Listing of object locations
==========

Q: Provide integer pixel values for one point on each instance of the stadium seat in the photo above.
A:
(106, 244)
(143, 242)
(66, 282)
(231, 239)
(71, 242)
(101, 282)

==========

## To be done
Please reproduce the listing with "stadium seat" switched to "arena seat", keeping everything else the same.

## Answer for the task
Q: Provide integer pixel values for one point on each instance of the arena seat in the photo above.
A:
(106, 244)
(143, 242)
(66, 282)
(231, 239)
(71, 242)
(101, 282)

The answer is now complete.